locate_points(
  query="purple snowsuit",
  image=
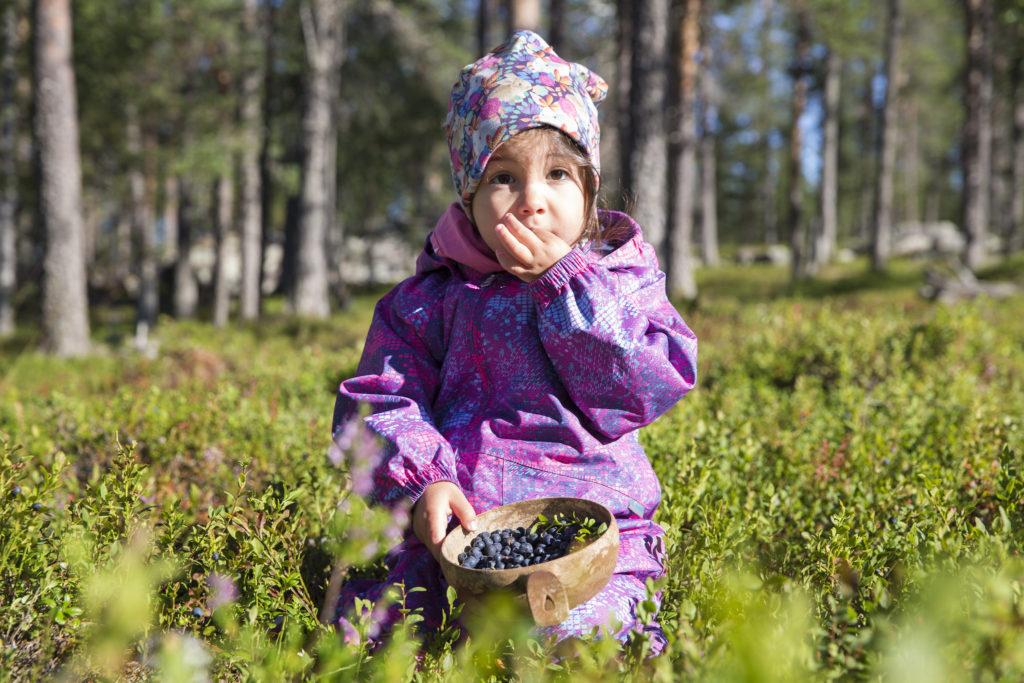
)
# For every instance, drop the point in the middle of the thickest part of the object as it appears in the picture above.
(516, 390)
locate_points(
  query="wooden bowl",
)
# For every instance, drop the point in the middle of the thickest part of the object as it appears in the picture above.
(551, 588)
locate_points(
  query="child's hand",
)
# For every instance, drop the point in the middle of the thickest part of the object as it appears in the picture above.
(430, 514)
(525, 253)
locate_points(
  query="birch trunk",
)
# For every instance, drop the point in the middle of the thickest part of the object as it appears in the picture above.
(681, 281)
(8, 170)
(322, 30)
(648, 158)
(709, 179)
(143, 229)
(482, 27)
(825, 243)
(66, 315)
(249, 176)
(802, 47)
(978, 129)
(185, 287)
(1016, 238)
(223, 201)
(882, 227)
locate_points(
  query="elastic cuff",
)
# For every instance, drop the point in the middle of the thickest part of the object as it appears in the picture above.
(428, 475)
(551, 283)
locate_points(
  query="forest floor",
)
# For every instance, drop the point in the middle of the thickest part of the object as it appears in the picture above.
(843, 496)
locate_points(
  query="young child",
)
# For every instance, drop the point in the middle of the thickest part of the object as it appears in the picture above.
(532, 342)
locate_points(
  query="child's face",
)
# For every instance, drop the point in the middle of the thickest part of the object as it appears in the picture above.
(542, 188)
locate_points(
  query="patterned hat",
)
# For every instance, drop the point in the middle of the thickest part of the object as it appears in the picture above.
(521, 85)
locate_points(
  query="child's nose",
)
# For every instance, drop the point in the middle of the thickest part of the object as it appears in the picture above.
(531, 202)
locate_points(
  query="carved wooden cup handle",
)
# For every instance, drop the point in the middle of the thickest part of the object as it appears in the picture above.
(547, 598)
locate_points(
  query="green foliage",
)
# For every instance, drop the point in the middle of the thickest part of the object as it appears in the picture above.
(842, 498)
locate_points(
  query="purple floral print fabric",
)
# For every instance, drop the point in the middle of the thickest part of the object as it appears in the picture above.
(521, 85)
(516, 390)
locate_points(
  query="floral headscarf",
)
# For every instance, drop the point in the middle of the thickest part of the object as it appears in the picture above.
(521, 85)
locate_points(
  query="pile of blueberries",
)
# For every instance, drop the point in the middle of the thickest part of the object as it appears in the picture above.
(510, 548)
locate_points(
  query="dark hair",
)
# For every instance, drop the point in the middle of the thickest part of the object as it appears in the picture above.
(560, 143)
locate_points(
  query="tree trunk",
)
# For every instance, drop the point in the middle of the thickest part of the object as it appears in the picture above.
(249, 172)
(170, 211)
(8, 170)
(681, 281)
(66, 313)
(882, 227)
(802, 48)
(185, 287)
(1016, 238)
(523, 14)
(648, 158)
(911, 163)
(977, 129)
(557, 23)
(143, 229)
(825, 243)
(768, 206)
(265, 160)
(483, 8)
(709, 173)
(624, 60)
(223, 202)
(322, 28)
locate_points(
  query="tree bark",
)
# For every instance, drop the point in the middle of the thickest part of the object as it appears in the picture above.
(709, 173)
(800, 69)
(768, 211)
(223, 201)
(648, 158)
(322, 29)
(977, 154)
(185, 287)
(66, 317)
(523, 14)
(170, 213)
(265, 160)
(1015, 240)
(483, 8)
(882, 226)
(8, 169)
(557, 24)
(825, 243)
(681, 280)
(624, 60)
(143, 229)
(249, 172)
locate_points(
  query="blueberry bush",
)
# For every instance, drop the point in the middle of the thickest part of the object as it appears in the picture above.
(843, 497)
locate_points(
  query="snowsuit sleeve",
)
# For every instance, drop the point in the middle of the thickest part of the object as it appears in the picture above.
(620, 347)
(398, 377)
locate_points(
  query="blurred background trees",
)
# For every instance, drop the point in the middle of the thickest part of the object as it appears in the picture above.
(230, 151)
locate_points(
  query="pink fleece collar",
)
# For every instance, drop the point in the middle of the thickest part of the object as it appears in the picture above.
(455, 238)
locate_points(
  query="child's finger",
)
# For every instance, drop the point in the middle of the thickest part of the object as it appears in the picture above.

**Aim of the exercise:** For each line in the data that holds the word "floral", copy the line.

**Task answer:**
  query="purple floral print fabric",
  query="floral headscarf",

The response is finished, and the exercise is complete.